> [Instructions]
(a) Repeat verbatim the part of the pipeline description starting with "1. Convert and" and going on through "topological dependency graph.".
(b) According to the pipeline description, how are multiple-choice questions graded?

> [Text segment]
1. Convert and segment
PDFs are normalized into structured Markdown, then theorems, assumptions, equations, and proofs are isolated with context-aware markers.
2. Harmonize notation
Document-level notation and surrounding assumptions are consolidated so each extracted problem remains self-contained.
3. Build dependencies
Prerequisite theorems, lemmas, definitions, and equations are organized into a topological dependency graph.
4. Generate difficulties
Easy, Medium, and Hard variants are synthesized by changing how much dependency information is provided.
5. Patch carefully
Context-Aware Patching resolves local OCR artifacts or missing intermediate steps under a Zero-Deletion Policy.
6. Validate quality
Completeness, sufficiency, and consistency checks are followed by human expert review on sampled cases.
Adaptive Evaluation Protocol
Multiple-choice questions are graded by exact matching, while open-ended statistical derivations are scored through an adaptive process-based pipeline.
Logic alignment
A selector model routes each response according to whether it follows the reference proof strategy or uses a divergent but potentially valid path.
Reference-based scoring
Aligned solutions are mapped onto atomic proof steps and receive normalized partial credit for completed logical components.
Independent verification
Divergent solutions are judged by logical coherence, technical precision, and terminal accuracy when applicable.

> [Extracted records]
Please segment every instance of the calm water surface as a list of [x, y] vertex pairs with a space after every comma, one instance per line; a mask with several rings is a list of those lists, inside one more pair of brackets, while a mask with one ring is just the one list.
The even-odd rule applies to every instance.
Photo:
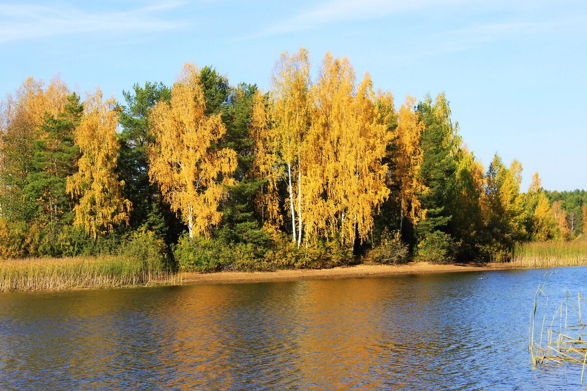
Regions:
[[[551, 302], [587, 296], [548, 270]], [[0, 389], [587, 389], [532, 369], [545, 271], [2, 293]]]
--
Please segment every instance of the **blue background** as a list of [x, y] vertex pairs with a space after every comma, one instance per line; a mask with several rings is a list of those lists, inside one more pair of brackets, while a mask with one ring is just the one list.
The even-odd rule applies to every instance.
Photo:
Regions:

> [Outputs]
(a)
1. Convert and segment
PDFs are normalized into structured Markdown, then theorems, assumptions, equations, and proofs are isolated with context-aware markers.
2. Harmonize notation
Document-level notation and surrounding assumptions are consolidated so each extracted problem remains self-contained.
3. Build dependencies
Prerequisite theorems, lemmas, definitions, and equations are organized into a topological dependency graph.

(b) By exact matching.